A Johnson Bar is a control lever on a steam locomotive, used to control the timing of the admission of steam into the locomotive's cylinders.  By controlling this timing, the amount of power delivered to the wheels is regulated, as is the direction that the wheels rotate, giving the lever the alternative name of the reversing lever. This is the term employed in British English, while the term 'Johnson Bar' is common in the United States. Its basically a reverser, but for steam locomotives.

History

Historians have not identified the reasons why engineers called the reversing lever a Johnson Bar, but the reversing lever is described in both British, and American railway journals of the time.  The best accreditation of the invention is documented under the Walschaerts valve gear.

Reversing

The reversing lever in locomotive history is documented from about 1842.  The American Railway Master Mechanic's Association had members that published illustrations.  Parts for the reversing lever are drawn in the "Locomotive Dictionary", 1st edition (1906), by George Little Fowler.  The lever is linked to the valve gear piston inside the high pressure steam port.  The steam pressure faucet is closed to cut off power, and after coming to a halt, the valve gear piston could safely be moved a short distance using the lever as a fulcrum linked to the piston inside. Although the linkage was designed to give leverage, the Johnson Bar would take a firm throw to move and lock in position.  Some locomotives had a screw reversing gear instead.

_Goal of the exercise:_
Retype the part of the Johnson Bar article from "A Johnson Bar is" to "for steam locomotives.". You won't need the listing for any of this.

Data listing:
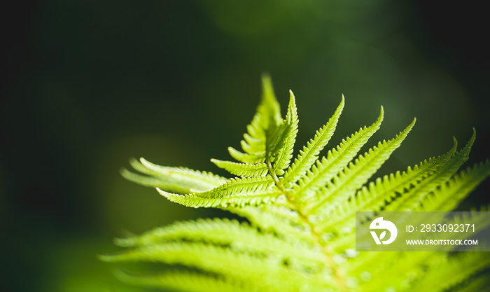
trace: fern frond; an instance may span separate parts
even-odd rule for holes
[[[318,202],[307,207],[305,212],[310,215],[328,214],[340,202],[351,196],[398,148],[415,125],[415,119],[403,131],[388,141],[378,143],[364,155],[359,155],[354,163],[350,163],[342,172],[328,181],[321,192],[322,197]]]
[[[422,200],[438,186],[447,181],[468,158],[471,146],[475,142],[476,131],[466,146],[454,155],[433,174],[421,181],[410,191],[402,194],[386,207],[385,211],[410,211],[420,207]]]
[[[454,139],[445,154],[366,186],[400,146],[415,119],[393,139],[358,155],[380,127],[382,106],[372,125],[361,127],[318,158],[344,109],[342,96],[333,116],[291,164],[298,125],[295,98],[290,91],[282,119],[268,76],[262,77],[262,88],[260,104],[241,141],[243,152],[228,148],[238,162],[211,160],[234,177],[162,167],[142,158],[130,161],[139,173],[122,171],[129,180],[157,187],[172,202],[220,208],[248,221],[176,222],[116,239],[126,251],[101,256],[102,260],[162,263],[163,273],[122,277],[144,286],[190,292],[456,292],[486,288],[482,285],[488,281],[482,275],[490,267],[490,257],[480,251],[354,251],[356,211],[373,216],[379,211],[450,211],[489,176],[489,161],[456,174],[468,160],[475,130],[463,149],[457,151]],[[444,218],[444,223],[470,221],[474,234],[479,235],[490,225],[485,213],[489,209],[480,208],[470,218],[466,214]],[[426,237],[436,238],[431,237],[435,235]],[[453,232],[447,239],[456,237],[462,238]],[[444,279],[443,285],[440,279]]]
[[[300,242],[288,242],[272,233],[234,220],[199,219],[177,222],[156,228],[140,236],[118,239],[115,244],[125,247],[151,246],[181,240],[229,246],[232,250],[253,254],[270,254],[309,268],[322,267],[321,253]],[[304,249],[305,253],[295,252]]]
[[[270,136],[282,123],[281,108],[272,89],[272,82],[268,75],[262,76],[262,94],[260,104],[250,125],[247,133],[241,140],[239,152],[229,148],[230,154],[237,160],[244,163],[262,162],[265,160],[267,137]]]
[[[380,211],[381,208],[391,202],[397,193],[402,193],[420,181],[434,173],[444,165],[456,152],[458,144],[454,139],[453,147],[442,156],[424,160],[413,167],[408,167],[405,172],[378,177],[370,183],[369,186],[363,186],[356,195],[352,195],[337,207],[331,210],[328,217],[331,219],[321,225],[322,230],[335,229],[340,230],[346,228],[346,224],[354,228],[352,222],[346,222],[356,211]]]
[[[264,260],[264,257],[267,260]],[[261,279],[262,284],[272,281],[274,287],[284,287],[286,291],[298,291],[288,288],[291,284],[295,288],[310,284],[304,281],[304,276],[309,272],[307,270],[302,270],[300,267],[298,267],[300,270],[297,270],[296,267],[285,265],[283,258],[267,255],[237,253],[226,246],[200,242],[171,242],[144,246],[120,253],[101,255],[99,258],[108,262],[146,260],[169,265],[185,265],[250,283],[253,283],[256,279]],[[230,268],[229,263],[233,263],[233,268]],[[260,268],[258,269],[258,267]],[[330,277],[327,274],[310,274],[309,277],[312,284],[324,287],[329,286],[325,282],[325,279]]]
[[[223,161],[217,159],[211,159],[211,162],[220,168],[226,169],[232,174],[244,176],[264,176],[267,174],[269,169],[265,163],[237,163],[231,161]]]
[[[359,129],[350,137],[346,138],[337,146],[329,151],[327,158],[317,160],[316,165],[307,172],[306,176],[294,186],[296,200],[304,196],[303,200],[315,196],[318,190],[335,176],[339,171],[344,168],[359,152],[359,150],[368,142],[381,125],[383,120],[384,111],[382,106],[378,119],[370,127]]]
[[[122,281],[133,285],[185,292],[251,292],[256,290],[248,283],[198,272],[167,272],[153,275],[134,275],[118,272]]]
[[[442,185],[421,202],[421,211],[451,211],[490,176],[489,160],[468,167]]]
[[[318,153],[328,143],[337,127],[339,118],[344,109],[344,99],[342,99],[340,104],[337,108],[333,116],[328,120],[323,127],[321,127],[312,139],[310,139],[302,151],[300,151],[300,155],[295,159],[293,165],[286,170],[281,179],[283,183],[290,186],[295,183],[300,177],[302,177],[306,172],[312,167],[312,165],[318,158]],[[347,138],[349,139],[349,138]]]
[[[270,150],[267,151],[266,160],[274,163],[274,171],[277,175],[284,174],[284,169],[289,166],[293,157],[293,148],[298,134],[298,112],[296,102],[292,91],[290,92],[288,113],[280,129],[276,134],[277,138],[272,138],[272,144],[267,143]],[[275,141],[276,140],[276,141]]]
[[[149,176],[134,174],[122,169],[121,174],[127,179],[143,186],[161,188],[179,193],[189,193],[190,190],[209,190],[226,181],[224,177],[211,172],[157,165],[144,158],[140,158],[139,162],[131,159],[130,163],[136,170]]]
[[[277,235],[290,242],[305,242],[314,244],[312,235],[305,226],[299,224],[297,213],[271,211],[274,206],[246,206],[242,208],[227,208],[227,211],[246,218],[252,225],[260,230]]]
[[[256,205],[264,202],[271,202],[282,195],[274,186],[274,181],[270,176],[231,179],[211,190],[183,195],[169,193],[160,189],[158,190],[172,202],[195,208]]]

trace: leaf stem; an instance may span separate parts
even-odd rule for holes
[[[325,258],[327,265],[332,270],[334,277],[335,277],[335,280],[337,281],[337,284],[339,287],[339,291],[341,292],[346,291],[347,289],[346,286],[345,286],[344,274],[338,267],[338,265],[337,265],[337,263],[333,260],[332,249],[325,244],[325,242],[321,239],[321,232],[318,230],[318,228],[316,228],[315,225],[308,219],[308,217],[302,212],[300,206],[295,203],[294,200],[293,200],[293,197],[290,196],[288,194],[287,190],[286,189],[286,188],[284,188],[284,185],[279,180],[279,177],[277,177],[277,175],[274,171],[272,165],[269,159],[267,159],[266,164],[267,165],[267,169],[269,169],[269,173],[274,179],[274,183],[279,188],[281,193],[282,193],[282,194],[284,195],[286,200],[288,200],[288,206],[298,213],[298,214],[300,216],[300,218],[303,222],[303,223],[304,223],[309,228],[309,230],[312,232],[312,235],[313,235],[314,240],[320,245],[320,246],[321,246],[321,250],[323,254],[325,255]]]

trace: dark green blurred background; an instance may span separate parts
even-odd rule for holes
[[[417,124],[384,174],[477,132],[488,158],[484,4],[425,1],[41,1],[10,4],[0,96],[3,291],[134,291],[96,253],[112,239],[214,216],[125,181],[130,157],[224,174],[271,74],[293,90],[299,146],[346,107],[330,147],[386,115],[377,141]],[[486,182],[460,207],[488,204]]]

_Output for this exercise:_
A Johnson Bar is a control lever on a steam locomotive, used to control the timing of the admission of steam into the locomotive's cylinders.  By controlling this timing, the amount of power delivered to the wheels is regulated, as is the direction that the wheels rotate, giving the lever the alternative name of the reversing lever. This is the term employed in British English, while the term 'Johnson Bar' is common in the United States. Its basically a reverser, but for steam locomotives.